News Release

 

UNITED STATES

SECURITIES AND EXCHANGE COMMISSION

Washington, D.C. 20549

 

Form 6-K

 

REPORT OF FOREIGN PRIVATE ISSUER PURSUANT TO

RULE 13a-16 OR 15d-16 UNDER THE SECURITIES

EXCHANGE ACT OF 1934

 

For the Month of March 2005

Commission File Number: 001-31545

 

Harmony Gold Mining Company Limited

(Translation of registrant’s name into English)

 

Suite No. 1

Private Bag X1

Melrose Arch, 2076

South Africa

(Address of principal executive offices)

 

(Indicate by check mark whether the registrant files or will file annual reports under cover of

Form 20-F or Form 40-F.)

 

Form 20-F x    Form 40-F ¨

 

(Indicate by check mark whether the registrant by

furnishing the information contained in this form

is also thereby furnishing the information to the

Commission pursuant to Rule 12g3-2(b) under the

Securities Exchange Act of 1934.)

 

Yes ¨    No x

 



LOGO

 

Harmony Gold Mining Company Limited

 

(Incorporated in the Republic of South Africa)

(Registration number 1950/038232/06)

Share code: HAR ISIN: ZAE000015228

(“Harmony”)
□ □ □
**WRITTEN PROBLEM 1:**
According to the Form 6-K cover page, what is the Commission File Number?

**GIVEN INFORMATION:**
□ □ □
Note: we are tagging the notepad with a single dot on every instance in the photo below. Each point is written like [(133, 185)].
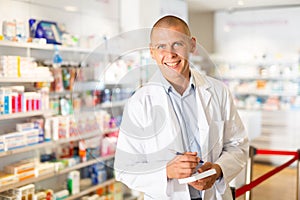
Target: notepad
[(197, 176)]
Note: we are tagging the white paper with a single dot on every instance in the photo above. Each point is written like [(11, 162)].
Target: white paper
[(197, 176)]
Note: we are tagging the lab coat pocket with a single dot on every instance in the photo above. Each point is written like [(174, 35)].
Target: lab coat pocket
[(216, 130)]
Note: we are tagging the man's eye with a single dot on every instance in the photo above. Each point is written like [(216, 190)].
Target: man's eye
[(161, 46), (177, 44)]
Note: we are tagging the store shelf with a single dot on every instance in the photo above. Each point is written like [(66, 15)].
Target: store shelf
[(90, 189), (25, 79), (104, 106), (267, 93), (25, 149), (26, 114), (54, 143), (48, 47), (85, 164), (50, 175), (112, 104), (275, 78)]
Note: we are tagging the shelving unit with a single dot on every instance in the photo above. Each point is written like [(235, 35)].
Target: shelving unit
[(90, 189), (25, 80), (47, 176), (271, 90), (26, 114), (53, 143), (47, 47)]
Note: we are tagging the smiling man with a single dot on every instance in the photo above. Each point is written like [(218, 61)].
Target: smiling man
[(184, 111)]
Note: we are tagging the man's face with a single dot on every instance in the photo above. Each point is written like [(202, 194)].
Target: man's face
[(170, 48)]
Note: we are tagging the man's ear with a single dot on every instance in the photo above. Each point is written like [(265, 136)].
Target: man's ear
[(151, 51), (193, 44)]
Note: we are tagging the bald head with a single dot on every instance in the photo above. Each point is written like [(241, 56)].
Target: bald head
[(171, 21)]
□ □ □
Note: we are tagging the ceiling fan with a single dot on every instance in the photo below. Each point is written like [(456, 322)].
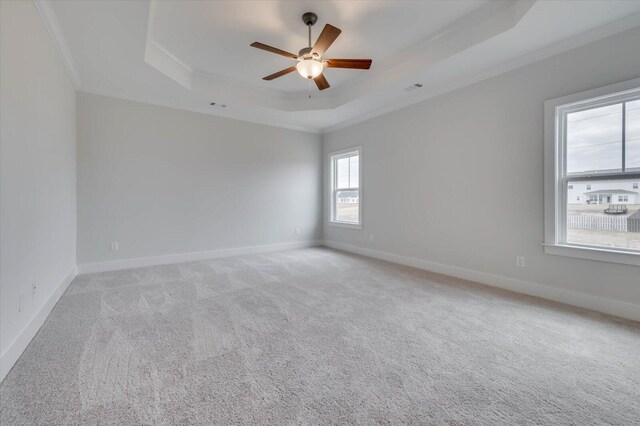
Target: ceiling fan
□ □ □
**WRITTEN PROBLEM 2:**
Lay out the listing lines between the one holding "Note: we are tagging the store" and the one holding "143), (47, 47)]", inclusive, as a Markdown table with columns Row and Line, numbering each row and leaving out blank lines.

**EXPECTED OUTPUT 1:**
001-31545

**EXPECTED OUTPUT 2:**
| Row | Line |
|---|---|
| 1 | Note: we are tagging the store shelf with a single dot on every instance in the photo above. Each point is written like [(66, 15)]. |
| 2 | Target: store shelf |
| 3 | [(90, 189), (25, 79), (104, 106), (267, 93), (25, 149), (26, 114), (54, 143), (48, 47), (85, 164), (50, 175), (112, 104), (275, 78)] |
| 4 | Note: we are tagging the shelving unit with a single dot on every instance in the photo above. Each point is written like [(235, 35)]. |
| 5 | Target: shelving unit |
| 6 | [(90, 189), (25, 80), (47, 176), (271, 90), (26, 114), (53, 143), (47, 47)] |